The term "vulnerability landscape" was popularized
by Bruce Schneier's book, Secrets and Lies (New York: John
Wiley & Sons, 2000). "There is a lot more to a countermeasure
than simply throwing a piece of technology at the problem." Schneier's
Chapter 18 with wit and incisiveness provides a quick course in
humility for anyone who presumes to have THE solution to
any security problem. In this context, let's look at vulnerability
to attack -- the ways that an adversary can exploit weakness in
a Pryvit defense of confidentiality.
Pryvit is new. In other product areas,
that might be good; not so in cryptography. The only way a security
method gains credibility is through long-term public scrutiny
and "tire-kicking" by experts. Is there some glaring weakness
in Pryvit that its inventor does not see? Quite possibly. Let's
find out! That's why Pryvit is being made so very public immediately
after approval of the patent.
Pryvit is a prevention-only mechanism.
It seeks to protect confidentiality of data. Used alone as a defense,
it neither senses that an attacker is trying to get at your data,
nor does it alert anyone or take other action in response to an
attack. In other words, as it stands, Pryvit has neither a detection
component nor a reaction component. Prevention-only mechanisms
are by their nature vulnerable because they set no time limit
on attempts to subvert the protection.
Pryvit shares weaknesses of most cryptographic
methods. Here are a few examples:
Subversion of authentication through a
Trojan horse program that captures keystrokes and reports identifiers
and pass phrases back to an adversary;
Interfacing a relatively well protected
network to other networks or computers that are poorly defended
(such as virus-laden laptops without firewalls);
Poor implementation of a technique ...

> _STORED DATA_

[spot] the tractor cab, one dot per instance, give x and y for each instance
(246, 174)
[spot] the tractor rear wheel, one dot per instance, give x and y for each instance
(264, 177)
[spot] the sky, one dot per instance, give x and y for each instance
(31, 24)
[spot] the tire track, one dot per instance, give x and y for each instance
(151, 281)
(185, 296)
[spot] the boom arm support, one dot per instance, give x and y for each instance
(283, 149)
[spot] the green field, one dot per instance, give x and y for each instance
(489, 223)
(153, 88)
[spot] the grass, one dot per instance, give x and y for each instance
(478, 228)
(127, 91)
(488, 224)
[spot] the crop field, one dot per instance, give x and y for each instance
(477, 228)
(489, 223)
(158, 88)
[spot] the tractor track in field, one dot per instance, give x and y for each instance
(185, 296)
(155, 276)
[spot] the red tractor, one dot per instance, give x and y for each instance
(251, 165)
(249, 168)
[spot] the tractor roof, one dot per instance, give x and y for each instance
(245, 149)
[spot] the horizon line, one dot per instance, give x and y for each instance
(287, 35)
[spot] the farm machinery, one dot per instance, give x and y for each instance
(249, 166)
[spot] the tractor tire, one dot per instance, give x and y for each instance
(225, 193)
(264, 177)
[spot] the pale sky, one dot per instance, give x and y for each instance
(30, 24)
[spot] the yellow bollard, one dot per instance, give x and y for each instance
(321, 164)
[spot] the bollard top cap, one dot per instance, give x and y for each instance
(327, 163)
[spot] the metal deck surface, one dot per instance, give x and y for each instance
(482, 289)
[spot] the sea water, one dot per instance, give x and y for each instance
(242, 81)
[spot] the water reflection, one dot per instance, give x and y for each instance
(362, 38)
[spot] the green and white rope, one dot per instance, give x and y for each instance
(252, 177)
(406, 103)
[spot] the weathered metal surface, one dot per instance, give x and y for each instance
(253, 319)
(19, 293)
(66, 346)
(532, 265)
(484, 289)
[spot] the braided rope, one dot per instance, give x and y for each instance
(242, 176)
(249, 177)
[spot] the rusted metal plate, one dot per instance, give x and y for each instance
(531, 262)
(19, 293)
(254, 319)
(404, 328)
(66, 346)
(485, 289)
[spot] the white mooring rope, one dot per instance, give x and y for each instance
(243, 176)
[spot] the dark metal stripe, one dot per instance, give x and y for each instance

> _EXERCISE REQUIREMENTS_
A. In the Pryvit vulnerability text, which book popularized the term "vulnerability landscape"?
B. According to the Pryvit vulnerability text, why is Pryvit vulnerable when used alone as a defense?
C. Resume the Pryvit vulnerability text from where it stops.

> _ANSWERS TO THE PROBLEMS_
A. Bruce Schneier's book *Secrets and Lies* (New York: John Wiley & Sons, 2000).

B. Used alone, Pryvit is a prevention-only mechanism: it neither senses an attack nor alerts anyone or takes other action in response. Prevention-only mechanisms are vulnerable by nature because they set no time limit on attempts to subvert the protection.

C.
[Software firms: Be extremely cautious in attempting changes
to the underlying fragmentation and reconstitution processes
in Pryvit];
Invincible users ... People who display
passwords on post-it notes on their computers, or who leave
reconstitution files in plain sight together with the composite
files that make up a privacy-protected archive;
The time-honored rubber hose technique
... brute force against a person, maintained until key information
is yielded.
"The problem [in cryptography] is distributing
the keys." (Schneier, page 89) Handling of the reconstitution
file is perhaps the most serious vulnerability of Pryvit.
Whether a reconstitution file is a key, or a recipe, or a formula
is a nice point for debate, but the practical reality is that
this little file warrants careful security precautions. "It isn't
enough to disseminate these keys securely: They have to be stored
securely, used securely, and then destroyed securely." (Schneier,
page 89, last line)
Pryvit relies on random tables. Computers
are deterministic devices; they are inherently incapable of true
randomness. The significance in this fact is that failures in
randomness cause patterns to emerge. While Pryvit uses micro-fragmentation,
cutting files into fragments only 1 to 16 bytes in length and
using typically two or more disguising techniques for each fragment,
it is nonetheless conceivable that application of heavy computing
power over a prolonged period of time could cause patterns to
emerge through brute force analysis.
In other words, Pryvit does not cure cancer,
shine shoes, or offer 100 percent protection of confidentiality
against all possible attackers. It has limits. Having recognized
these vulnerabilities, there are nonetheless ways to achieve higher
levels of security when they are needed.